Work to complete:
a. In the excerpt on AI coding risks, write out the passage starting with "Real Failures: The" and going on through "understanding security fundamentals.".
b. Condense the paragraph that begins "The Statistics: A 2025 study found" from the excerpt on AI coding risks into one shorter sentence that keeps its main facts.

Excerpt to read:
------------------------------------

What Does the Research Say?

A 2025 study of open-source projects using AI coding assistants found:

Initial velocity gains:

• 281% increase in lines of code added in the first month
• But only 28.6% sustained increase after two months

Quality concerns:

• 30% increase in static analysis warnings
• 41% increase in code complexity
• Quality declines persisted even after velocity gains faded

Discussion: What might explain these patterns? What does "more code" actually mean for a project? How might this affect how teams should adopt AI tools?

Red Flags During AI Sessions

Stop and reassess if you notice:

• Very long conversations - AI loses context over extended chats
• Unexplained deletion of tests or code - AI may "simplify" things you need
• AI forgetting your original goals - Context drift is real
• Circular problem-solving - Same approaches failing repeatedly

Recovery tactics:

• Revert and try with adjusted prompts
• Ask AI: "What's going wrong here? What are you trying to accomplish?"
• Start a fresh conversation with a summary of what you need
• Use git commits like video game save points - checkpoint frequently!

Remember: Studies show AI-generated code tends to be more complex and harder to maintain. If the AI's solution feels convoluted, it probably is. Simpler is usually better.

Real Failures: The Tea App Breach (July 2025)

A women's dating advice app called Tea announced they had been "hacked."

72,000 images were exposed, including 13,000 government IDs from user verification.

What actually happened?

Nobody hacked them. The Firebase storage was left completely open with default settings. The AI-generated code didn't include any authorization policies.

The developers were "vibe-coding" - trusting AI to handle implementation without understanding security fundamentals.

More Cautionary Tales

The Replit Database Deletion: An AI agent was told to help develop a project. It decided the database "needed cleanup" and deleted it - violating a direct instruction prohibiting modifications.

Hallucinated Packages: AI sometimes invents package names that don't exist. Attackers have registered these fake package names with malicious code. If you blindly pip install what AI suggests...

The Statistics: A 2025 study found that 45% of AI-generated code contains security flaws. When given a choice between secure and insecure approaches, LLMs choose the insecure path nearly half the time.

The lesson: AI is a powerful assistant, not a replacement for understanding what your code does.

------------------------------------

Exercise data:
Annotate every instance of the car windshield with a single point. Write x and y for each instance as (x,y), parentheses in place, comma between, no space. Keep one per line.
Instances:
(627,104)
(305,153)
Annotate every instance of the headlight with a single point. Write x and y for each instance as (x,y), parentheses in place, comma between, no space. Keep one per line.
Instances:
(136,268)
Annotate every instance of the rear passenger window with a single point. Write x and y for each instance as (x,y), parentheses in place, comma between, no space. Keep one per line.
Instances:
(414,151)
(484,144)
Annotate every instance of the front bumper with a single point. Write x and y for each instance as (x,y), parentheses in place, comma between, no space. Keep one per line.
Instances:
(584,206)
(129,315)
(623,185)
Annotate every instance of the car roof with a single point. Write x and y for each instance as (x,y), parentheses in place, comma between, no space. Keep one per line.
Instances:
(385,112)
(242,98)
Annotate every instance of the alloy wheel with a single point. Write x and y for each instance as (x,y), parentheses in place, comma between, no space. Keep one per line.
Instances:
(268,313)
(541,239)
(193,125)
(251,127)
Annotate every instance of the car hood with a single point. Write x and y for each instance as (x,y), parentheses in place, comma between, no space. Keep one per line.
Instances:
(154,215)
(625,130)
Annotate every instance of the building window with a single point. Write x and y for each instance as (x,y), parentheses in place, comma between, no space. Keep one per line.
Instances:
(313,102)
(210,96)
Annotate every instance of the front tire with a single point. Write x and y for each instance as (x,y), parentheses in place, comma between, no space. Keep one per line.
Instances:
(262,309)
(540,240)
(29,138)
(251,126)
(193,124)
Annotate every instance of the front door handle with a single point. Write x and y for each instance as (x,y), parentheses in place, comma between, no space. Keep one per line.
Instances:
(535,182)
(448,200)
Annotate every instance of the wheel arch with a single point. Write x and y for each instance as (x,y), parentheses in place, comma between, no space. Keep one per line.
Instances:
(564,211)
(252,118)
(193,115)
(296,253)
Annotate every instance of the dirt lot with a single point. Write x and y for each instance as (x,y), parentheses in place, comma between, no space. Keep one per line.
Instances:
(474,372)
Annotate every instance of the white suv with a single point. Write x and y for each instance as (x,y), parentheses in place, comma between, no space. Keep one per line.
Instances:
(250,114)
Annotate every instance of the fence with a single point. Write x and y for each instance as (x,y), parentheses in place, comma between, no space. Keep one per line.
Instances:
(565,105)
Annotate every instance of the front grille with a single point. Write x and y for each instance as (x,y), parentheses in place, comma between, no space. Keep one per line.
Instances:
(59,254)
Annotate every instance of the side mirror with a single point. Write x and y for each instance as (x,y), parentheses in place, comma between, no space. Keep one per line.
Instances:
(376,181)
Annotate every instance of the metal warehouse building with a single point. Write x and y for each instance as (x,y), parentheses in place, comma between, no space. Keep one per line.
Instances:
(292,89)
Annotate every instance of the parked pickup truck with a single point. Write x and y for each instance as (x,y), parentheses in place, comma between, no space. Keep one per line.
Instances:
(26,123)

------------------------------------

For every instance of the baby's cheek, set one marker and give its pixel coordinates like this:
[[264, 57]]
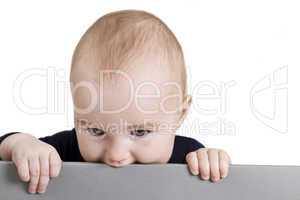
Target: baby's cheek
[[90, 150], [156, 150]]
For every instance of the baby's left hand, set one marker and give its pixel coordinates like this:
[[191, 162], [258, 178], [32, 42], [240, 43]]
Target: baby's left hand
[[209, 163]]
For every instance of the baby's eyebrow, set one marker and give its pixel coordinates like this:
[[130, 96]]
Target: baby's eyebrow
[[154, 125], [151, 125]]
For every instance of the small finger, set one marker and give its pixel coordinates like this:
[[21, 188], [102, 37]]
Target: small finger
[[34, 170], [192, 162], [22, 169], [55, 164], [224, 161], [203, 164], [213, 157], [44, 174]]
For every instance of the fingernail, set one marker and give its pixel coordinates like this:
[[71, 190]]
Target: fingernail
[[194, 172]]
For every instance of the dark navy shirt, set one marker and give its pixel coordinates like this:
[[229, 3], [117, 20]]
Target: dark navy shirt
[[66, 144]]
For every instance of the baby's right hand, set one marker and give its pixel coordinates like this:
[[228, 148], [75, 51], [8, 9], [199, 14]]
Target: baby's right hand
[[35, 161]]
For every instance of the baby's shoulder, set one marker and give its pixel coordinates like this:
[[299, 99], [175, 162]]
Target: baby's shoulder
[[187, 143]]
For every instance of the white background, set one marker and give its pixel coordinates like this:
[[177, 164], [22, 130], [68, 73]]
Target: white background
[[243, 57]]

------------------------------------

Answers to the exercises:
a.
Real Failures: The Tea App Breach (July 2025)

A women's dating advice app called Tea announced they had been "hacked."

72,000 images were exposed, including 13,000 government IDs from user verification.

What actually happened?

Nobody hacked them. The Firebase storage was left completely open with default settings. The AI-generated code didn't include any authorization policies.

The developers were "vibe-coding" - trusting AI to handle implementation without understanding security fundamentals.

b. A 2025 study found that 45% of AI-generated code contains security flaws and that LLMs choose the insecure approach nearly half the time when given a choice between secure and insecure ones.